▸ **WORK INSTRUCTIONS**
Among the entries below, find the lines with the word "bird" and copy them.

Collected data

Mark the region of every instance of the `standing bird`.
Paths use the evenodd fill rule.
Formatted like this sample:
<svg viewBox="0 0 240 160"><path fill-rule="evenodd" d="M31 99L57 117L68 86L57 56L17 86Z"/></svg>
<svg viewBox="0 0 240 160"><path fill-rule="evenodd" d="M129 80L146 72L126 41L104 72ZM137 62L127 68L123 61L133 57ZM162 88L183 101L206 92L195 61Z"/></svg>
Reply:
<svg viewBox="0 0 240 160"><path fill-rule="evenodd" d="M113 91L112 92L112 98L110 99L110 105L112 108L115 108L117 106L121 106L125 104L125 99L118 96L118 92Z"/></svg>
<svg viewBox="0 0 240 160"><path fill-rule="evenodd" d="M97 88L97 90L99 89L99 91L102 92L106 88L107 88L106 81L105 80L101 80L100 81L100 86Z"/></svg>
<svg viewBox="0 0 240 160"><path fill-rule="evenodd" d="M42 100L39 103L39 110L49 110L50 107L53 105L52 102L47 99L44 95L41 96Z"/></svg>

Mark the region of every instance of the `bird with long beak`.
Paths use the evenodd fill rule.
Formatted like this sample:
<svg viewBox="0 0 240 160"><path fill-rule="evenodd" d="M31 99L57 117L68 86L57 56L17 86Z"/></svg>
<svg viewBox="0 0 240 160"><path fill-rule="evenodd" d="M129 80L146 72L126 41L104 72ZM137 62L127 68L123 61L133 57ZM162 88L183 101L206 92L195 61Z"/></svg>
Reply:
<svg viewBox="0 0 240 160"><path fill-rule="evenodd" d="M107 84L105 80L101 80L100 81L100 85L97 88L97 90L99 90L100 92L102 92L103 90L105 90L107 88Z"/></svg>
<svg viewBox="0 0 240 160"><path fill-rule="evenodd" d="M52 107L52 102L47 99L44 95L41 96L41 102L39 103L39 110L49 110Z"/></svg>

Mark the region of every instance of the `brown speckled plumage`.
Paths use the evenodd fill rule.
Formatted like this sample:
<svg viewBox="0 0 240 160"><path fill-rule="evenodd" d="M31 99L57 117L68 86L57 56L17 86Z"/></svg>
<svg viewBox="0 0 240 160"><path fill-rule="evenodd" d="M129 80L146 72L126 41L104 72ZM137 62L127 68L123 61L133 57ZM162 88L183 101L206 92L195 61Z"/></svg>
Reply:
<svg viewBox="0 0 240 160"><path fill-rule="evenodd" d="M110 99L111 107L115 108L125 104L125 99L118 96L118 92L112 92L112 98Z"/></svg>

▸ **EXERCISE RESPONSE**
Mark the region of every instance of the `standing bird`.
Mark the region of every instance of the `bird with long beak`.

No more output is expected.